> What to produce
Count the lines in the items below that contain the string "jacket", where a difference in case means no match. Reply with the number alone.

> Information shown
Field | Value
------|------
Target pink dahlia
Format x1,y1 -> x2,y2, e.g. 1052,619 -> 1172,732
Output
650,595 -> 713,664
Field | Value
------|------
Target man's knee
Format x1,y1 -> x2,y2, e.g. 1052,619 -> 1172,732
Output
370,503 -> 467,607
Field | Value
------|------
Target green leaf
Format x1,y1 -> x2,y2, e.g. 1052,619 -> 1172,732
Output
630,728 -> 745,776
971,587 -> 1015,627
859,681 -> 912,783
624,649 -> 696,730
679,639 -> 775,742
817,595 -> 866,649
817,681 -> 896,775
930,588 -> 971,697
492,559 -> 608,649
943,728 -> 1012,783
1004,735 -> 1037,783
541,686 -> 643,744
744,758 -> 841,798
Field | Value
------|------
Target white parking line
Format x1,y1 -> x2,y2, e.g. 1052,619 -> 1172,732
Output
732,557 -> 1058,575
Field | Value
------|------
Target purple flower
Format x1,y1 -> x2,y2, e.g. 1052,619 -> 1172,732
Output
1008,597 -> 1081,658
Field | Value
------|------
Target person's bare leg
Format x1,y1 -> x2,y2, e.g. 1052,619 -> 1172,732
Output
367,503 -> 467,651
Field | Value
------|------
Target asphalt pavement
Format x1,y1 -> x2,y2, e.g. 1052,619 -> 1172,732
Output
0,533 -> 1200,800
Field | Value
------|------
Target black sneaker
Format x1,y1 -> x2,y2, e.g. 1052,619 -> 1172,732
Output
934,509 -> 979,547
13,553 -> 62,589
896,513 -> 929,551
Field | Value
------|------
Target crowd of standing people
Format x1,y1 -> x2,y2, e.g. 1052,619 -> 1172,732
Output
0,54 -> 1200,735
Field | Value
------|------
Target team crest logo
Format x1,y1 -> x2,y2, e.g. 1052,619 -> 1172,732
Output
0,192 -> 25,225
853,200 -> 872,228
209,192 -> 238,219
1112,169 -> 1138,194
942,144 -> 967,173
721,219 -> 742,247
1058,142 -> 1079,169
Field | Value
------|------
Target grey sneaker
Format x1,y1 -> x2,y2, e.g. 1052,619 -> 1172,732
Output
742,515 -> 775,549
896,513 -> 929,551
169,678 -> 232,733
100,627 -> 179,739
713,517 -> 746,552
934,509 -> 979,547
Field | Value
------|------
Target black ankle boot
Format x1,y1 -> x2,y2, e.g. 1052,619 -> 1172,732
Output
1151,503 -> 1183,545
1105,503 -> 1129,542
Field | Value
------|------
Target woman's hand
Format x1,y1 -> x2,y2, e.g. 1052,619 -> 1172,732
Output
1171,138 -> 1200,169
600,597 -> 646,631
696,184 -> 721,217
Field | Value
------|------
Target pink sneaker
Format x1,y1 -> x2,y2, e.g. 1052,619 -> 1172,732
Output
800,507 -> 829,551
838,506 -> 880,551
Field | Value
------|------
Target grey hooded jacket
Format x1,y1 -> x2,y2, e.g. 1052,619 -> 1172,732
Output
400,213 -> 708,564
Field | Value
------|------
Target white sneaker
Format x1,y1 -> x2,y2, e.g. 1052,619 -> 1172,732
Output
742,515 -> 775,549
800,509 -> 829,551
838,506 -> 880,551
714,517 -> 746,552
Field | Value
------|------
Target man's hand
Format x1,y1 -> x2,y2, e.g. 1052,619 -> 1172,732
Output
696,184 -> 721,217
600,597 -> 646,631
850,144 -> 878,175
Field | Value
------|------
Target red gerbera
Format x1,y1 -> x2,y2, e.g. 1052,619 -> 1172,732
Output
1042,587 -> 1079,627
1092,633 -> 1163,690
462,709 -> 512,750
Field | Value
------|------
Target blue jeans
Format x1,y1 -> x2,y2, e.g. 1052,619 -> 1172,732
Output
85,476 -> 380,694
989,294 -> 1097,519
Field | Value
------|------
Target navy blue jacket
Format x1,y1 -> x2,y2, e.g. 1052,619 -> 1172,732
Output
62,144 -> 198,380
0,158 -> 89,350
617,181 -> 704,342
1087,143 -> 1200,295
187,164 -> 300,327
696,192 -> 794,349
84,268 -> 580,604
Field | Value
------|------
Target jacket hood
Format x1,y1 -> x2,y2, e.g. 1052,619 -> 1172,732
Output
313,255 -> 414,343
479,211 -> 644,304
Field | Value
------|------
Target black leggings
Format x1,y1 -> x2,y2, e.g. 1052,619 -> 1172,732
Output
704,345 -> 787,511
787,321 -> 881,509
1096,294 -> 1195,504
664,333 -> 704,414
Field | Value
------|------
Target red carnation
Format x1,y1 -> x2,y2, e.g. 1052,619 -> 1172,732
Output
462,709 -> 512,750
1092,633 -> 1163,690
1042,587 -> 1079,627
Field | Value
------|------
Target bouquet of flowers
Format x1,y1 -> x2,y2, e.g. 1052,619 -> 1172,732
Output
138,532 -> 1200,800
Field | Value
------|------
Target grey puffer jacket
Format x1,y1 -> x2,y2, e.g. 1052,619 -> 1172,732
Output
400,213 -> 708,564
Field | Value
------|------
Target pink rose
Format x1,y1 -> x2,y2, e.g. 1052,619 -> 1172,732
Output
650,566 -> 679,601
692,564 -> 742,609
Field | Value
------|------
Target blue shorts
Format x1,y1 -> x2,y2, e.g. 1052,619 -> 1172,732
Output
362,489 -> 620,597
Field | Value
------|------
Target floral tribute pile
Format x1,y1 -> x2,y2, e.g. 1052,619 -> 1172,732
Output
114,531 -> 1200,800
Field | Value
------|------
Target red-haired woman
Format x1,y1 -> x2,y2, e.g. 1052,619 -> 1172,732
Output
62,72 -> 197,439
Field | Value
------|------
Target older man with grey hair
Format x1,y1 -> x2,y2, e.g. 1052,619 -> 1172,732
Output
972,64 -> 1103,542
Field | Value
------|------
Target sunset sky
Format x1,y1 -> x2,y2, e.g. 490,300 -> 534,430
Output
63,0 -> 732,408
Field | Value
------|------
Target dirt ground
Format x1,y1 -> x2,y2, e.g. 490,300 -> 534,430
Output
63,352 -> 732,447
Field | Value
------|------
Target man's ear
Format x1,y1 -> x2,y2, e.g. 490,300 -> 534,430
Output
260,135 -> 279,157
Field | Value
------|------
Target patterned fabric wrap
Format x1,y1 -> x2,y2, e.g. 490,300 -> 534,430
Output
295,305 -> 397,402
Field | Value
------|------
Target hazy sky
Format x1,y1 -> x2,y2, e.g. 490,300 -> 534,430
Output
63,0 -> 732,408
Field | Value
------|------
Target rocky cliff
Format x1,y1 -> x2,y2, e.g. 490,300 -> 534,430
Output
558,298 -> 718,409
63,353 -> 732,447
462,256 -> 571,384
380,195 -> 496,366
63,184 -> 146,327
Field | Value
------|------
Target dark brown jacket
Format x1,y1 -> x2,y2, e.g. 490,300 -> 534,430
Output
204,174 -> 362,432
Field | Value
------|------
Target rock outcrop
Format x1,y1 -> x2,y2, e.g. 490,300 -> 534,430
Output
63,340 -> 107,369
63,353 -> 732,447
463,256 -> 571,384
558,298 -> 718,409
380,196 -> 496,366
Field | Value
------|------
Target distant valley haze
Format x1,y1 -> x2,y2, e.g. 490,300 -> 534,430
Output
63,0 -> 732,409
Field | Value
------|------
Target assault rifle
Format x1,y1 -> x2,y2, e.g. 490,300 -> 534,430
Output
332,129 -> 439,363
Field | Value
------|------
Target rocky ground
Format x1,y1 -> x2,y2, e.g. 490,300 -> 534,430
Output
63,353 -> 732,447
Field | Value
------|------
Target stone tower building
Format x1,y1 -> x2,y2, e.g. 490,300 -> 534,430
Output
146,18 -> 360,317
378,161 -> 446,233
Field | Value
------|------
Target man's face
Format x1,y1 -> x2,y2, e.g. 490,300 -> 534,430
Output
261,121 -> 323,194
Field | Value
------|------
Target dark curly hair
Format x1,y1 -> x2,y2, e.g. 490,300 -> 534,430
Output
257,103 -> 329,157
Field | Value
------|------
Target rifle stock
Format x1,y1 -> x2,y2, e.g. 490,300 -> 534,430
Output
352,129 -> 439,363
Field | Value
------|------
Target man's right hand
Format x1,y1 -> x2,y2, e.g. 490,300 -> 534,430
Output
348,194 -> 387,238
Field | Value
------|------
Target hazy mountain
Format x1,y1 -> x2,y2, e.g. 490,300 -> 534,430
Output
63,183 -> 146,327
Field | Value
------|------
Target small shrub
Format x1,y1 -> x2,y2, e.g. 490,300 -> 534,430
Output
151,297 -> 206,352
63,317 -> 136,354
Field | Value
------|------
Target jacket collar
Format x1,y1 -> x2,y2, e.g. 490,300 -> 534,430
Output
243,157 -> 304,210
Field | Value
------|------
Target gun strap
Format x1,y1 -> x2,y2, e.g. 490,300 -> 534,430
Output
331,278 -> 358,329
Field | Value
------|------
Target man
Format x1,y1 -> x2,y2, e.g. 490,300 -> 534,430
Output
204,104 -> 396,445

> Response below
6